What you should do: Continue the podcast transcript about cockfighting from the point where it stops.

Text block:
::::::::::
But when I would pass by these bus stops all over LA, you'd see these billboards that were for these stations that you're never going to listen to.
There's this one neighborhood that my ex-gardener, I had an ex-gardener who used to fight chickens.
He was a funny dude, man.
He came over here a couple times from Mexico.
He snuck over here, worked over in America, and then snuck back, and then snuck back again.
unidentified
Wow.
tony hinchcliffe
What do you mean he fought chickens?
joe rogan
He used to have chicken fights.
It was not really him in terms of he would go but the other people would actually fight the chickens.
It was like this thing where all the men in this community would go and they all had these roosters.
I mean, we went to this guy's place and went to check out his backyard, and he had, I don't know, 100 rooster cages?
And I'm not bullshitting.
They were fucking stacked on top of each other, and then they had an arena.
You'd go into the arena.
It was like a little barn, and it was like a little sunken-in area that they had dug out and put a little fence around, and that's where they would chuck the chickens in.
And so they'd have two guys, and they would handle the chickens, and they'd put spurs on the chickens.
So it's not just the chickens fight each other, but they put little razor blades on their feet.
Yeah.
And then they bet on who wins the fight.
And then when they win, like, when, you know, either one, both chickens are fucked.
Like, they're essentially dead.
Like, maybe if you're lucky, your chicken doesn't get totally fucked up.
tony hinchcliffe
Are there chicken commentators?
Someone like, and here we crow!
Something like that, you know what I mean?
joe rogan
You son of a bitch.
unidentified
Fuck.
tony hinchcliffe
And here we crow.
joe rogan
You can't help yourself.
You're terrible.
tony hinchcliffe
Bird fighting.
joe rogan
Yeah, but it's apparently a huge thing in the Mexican community.
But it's interesting.
You remember when Michael Vick got in that big, horrible situation when they found out that he was killing dogs and he had dog fights and this terrible thing.
He was executing dogs.
That shit is happening all throughout the South every day.
::::::::::
Data:
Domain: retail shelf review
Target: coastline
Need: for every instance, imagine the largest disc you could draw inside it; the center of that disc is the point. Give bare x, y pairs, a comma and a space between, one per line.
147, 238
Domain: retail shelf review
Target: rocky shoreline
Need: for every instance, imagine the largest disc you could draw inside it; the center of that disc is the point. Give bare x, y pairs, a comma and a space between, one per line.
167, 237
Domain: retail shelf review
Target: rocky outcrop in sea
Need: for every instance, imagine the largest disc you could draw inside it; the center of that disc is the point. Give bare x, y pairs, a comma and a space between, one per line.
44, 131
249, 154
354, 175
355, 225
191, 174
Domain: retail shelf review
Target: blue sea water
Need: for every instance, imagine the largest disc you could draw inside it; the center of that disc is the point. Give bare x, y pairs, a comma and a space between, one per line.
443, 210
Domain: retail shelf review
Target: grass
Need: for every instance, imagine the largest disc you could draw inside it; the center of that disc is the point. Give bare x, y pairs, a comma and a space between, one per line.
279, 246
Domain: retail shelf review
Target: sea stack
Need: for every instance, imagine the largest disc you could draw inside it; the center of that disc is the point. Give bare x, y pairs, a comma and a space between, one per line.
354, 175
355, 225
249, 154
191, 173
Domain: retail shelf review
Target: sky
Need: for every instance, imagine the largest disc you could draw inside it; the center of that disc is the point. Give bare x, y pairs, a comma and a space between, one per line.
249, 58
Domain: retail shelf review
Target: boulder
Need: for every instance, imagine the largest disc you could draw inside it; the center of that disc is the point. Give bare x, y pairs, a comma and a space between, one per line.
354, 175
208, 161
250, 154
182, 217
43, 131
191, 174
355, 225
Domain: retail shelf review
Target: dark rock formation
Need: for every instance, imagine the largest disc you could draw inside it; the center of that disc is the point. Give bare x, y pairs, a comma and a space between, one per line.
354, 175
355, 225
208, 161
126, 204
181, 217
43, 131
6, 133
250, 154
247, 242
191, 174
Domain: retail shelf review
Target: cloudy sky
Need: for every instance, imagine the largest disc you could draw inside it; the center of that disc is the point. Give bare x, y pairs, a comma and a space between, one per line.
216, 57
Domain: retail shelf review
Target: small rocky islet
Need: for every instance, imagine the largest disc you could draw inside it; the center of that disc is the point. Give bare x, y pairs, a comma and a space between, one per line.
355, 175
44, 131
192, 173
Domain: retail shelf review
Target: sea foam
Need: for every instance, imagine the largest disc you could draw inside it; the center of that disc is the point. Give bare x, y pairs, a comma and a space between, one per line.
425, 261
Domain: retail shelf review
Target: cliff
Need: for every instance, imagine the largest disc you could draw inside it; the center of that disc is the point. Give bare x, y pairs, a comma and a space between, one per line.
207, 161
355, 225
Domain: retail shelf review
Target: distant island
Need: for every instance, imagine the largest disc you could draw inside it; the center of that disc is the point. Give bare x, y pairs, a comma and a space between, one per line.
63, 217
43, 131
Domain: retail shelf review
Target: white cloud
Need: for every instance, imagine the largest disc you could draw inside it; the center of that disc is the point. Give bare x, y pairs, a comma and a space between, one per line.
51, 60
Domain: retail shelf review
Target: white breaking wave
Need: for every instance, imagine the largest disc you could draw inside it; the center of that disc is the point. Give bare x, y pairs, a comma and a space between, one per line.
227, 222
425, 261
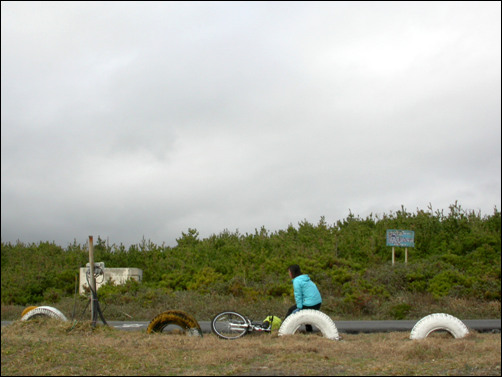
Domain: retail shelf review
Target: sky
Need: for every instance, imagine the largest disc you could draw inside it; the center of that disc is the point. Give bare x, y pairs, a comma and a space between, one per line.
142, 120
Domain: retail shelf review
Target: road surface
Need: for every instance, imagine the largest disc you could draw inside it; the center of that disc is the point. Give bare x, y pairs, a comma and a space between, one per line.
349, 327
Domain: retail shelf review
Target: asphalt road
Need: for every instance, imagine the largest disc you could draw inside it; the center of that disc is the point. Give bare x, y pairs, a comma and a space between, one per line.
349, 327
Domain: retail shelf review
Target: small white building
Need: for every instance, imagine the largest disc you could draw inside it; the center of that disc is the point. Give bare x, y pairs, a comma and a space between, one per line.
118, 275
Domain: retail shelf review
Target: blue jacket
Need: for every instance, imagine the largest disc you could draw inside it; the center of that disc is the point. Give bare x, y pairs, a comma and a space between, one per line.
306, 292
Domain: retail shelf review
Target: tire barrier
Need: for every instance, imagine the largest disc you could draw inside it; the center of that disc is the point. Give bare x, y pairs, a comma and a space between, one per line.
26, 310
439, 321
175, 317
310, 317
44, 311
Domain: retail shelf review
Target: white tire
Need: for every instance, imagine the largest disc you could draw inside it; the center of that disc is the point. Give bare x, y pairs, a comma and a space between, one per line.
310, 317
47, 311
439, 321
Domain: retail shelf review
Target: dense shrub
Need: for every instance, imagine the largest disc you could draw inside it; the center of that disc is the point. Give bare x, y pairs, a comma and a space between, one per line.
455, 255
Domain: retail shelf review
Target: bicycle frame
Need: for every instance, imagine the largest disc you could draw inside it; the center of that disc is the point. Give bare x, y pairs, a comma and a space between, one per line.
233, 325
::::::::::
Output:
tony hinchcliffe
It's a huge part of their culture.
joe rogan
Animal fights.
Like dog fights, but much more so chicken fights.
And chicken fights is a weird one where you're kind of okay with it.
You know?
Like, people have a hierarchy of animals that they give a shit whether or not they're having a bad life.
And chickens are super low on that scale.
tony hinchcliffe
It's sort of weird that the black people have dog fights and the Mexicans have chicken fights.
You would think the black people would have chicken fights because then they could just have dinner afterwards.
You know what I mean?
Their favorite.
joe rogan
Well, the Mexicans eat chickens too, dude.
I don't know if I'm a racist son of a bitch.
tony hinchcliffe
But my Mexicans eat the dogs!
joe rogan
Your Mexicans eat sushi!
Sushi served on a samurai sword.
brian redban
My ex-girlfriend used to live in the ghetto part of Los Angeles, and it was always so weird at like 6 in the morning how many...
It was like a lot.
That's crazy.
joe rogan
They just get used to it.
It becomes like norm for the community, right?
For someone to have a fucking rooster in the yard.
tony hinchcliffe
We were tripping our balls off in Joshua Tree one night, and it was like 3 or 4 a.m.
The sun was not out at all, and there was one rooster that in the middle of the night was like...
And we were always out there, a big group of comedians and us, and we started fucking dying.
Riffing about this, like, you know, how out of control this chicken's life is where, you know, he's such an idiot that he's balking in the middle of the night.
All the other chickens are like, there you go, look who's blowing his load early over here.
We're all on mushrooms, just dying in this premature ejaculating, basically, chicken of the night.
joe rogan
I wonder if he was blind and he was just like, didn't want anybody to know.
tony hinchcliffe
Maybe his clock's off.
He took a nap earlier in the day.
joe rogan
He would just jump the gun.
He'd be the guy who jumps the gun.
tony hinchcliffe
He felt way too refreshed.
joe rogan
Or maybe he felt that you guys were on mushrooms.
unidentified
And he's like, they're going to eat us!
joe rogan
These people are crazy!
tony hinchcliffe
Or we're on mushrooms and this will be hilarious.
Oh, they'll love this.
Watch this.
Three in the morning, bum.
joe rogan
Yeah, maybe you're very present.
Or maybe you guys are loud and you woke them up.
tony hinchcliffe
Probably.
We were laughing a lot.
joe rogan
That's probably what it is.
tony hinchcliffe
You probably got pissed.
joe rogan
It's probably like a dog barking.
There's probably a bunch of reasons why a chicken does that.
Not just because they wake up, but also maybe because, fuck you!
Shut up!
I'm trying to sleep over here!
It's not bad enough.
I sleep with my feet on a stick.
tony hinchcliffe
Do they?
joe rogan
Yeah.
They perch.
unidentified
Oh.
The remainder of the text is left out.